DATASET EXCERPTS:
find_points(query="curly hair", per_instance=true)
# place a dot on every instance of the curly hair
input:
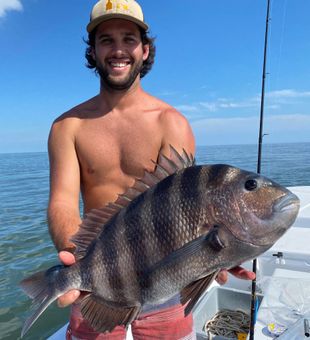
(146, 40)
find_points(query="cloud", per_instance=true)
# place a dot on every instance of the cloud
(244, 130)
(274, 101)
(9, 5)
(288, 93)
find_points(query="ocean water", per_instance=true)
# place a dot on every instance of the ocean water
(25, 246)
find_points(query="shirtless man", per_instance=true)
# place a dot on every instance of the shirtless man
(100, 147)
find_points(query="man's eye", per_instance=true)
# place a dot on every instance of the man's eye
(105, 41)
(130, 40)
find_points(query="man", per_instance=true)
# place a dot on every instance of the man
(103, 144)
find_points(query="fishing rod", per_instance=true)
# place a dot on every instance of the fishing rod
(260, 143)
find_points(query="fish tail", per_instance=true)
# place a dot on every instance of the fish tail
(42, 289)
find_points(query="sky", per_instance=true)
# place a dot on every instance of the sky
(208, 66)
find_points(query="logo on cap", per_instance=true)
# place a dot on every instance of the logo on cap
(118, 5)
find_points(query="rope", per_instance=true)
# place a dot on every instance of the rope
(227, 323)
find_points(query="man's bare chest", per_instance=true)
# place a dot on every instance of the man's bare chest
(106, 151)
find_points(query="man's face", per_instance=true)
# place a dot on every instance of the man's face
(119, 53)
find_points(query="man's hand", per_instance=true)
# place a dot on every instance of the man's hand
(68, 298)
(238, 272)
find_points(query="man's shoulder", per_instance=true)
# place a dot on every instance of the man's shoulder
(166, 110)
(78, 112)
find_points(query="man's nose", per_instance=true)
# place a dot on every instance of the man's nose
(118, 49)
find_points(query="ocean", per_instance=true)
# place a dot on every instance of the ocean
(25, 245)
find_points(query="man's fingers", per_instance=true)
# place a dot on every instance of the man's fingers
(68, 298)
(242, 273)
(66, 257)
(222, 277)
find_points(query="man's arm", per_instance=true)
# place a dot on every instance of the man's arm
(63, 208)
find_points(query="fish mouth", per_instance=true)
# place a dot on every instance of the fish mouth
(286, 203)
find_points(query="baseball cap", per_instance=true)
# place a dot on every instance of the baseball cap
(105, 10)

...

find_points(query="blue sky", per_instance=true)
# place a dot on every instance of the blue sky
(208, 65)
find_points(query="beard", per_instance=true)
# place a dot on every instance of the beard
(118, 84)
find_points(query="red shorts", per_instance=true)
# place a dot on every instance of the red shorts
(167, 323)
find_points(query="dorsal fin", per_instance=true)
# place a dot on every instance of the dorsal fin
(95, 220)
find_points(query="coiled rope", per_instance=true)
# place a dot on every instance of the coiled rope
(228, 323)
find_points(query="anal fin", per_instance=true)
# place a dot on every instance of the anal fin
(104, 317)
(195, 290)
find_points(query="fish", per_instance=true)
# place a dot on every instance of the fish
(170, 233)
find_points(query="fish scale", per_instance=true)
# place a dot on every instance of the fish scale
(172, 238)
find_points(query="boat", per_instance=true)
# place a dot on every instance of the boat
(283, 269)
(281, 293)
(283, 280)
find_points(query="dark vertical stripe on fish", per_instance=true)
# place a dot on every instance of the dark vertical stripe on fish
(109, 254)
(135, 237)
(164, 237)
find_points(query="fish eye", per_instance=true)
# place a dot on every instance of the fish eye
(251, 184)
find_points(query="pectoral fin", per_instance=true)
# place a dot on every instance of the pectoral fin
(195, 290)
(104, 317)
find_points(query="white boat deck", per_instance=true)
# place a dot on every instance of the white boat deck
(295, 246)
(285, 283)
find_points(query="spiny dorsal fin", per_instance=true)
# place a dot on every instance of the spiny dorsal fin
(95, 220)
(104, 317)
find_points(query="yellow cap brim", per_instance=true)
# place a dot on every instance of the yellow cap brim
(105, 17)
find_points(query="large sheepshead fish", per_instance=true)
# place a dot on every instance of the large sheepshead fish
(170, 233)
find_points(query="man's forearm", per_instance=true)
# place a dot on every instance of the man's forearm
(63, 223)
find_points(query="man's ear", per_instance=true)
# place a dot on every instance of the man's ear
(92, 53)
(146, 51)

EXERCISE GOAL: Extract each line of the rows above that contains the string "face", and reproduce every such line in full.

IN RESPONSE:
find_points(query="man's face", per_instance=true)
# place a dot on every instance of the man's face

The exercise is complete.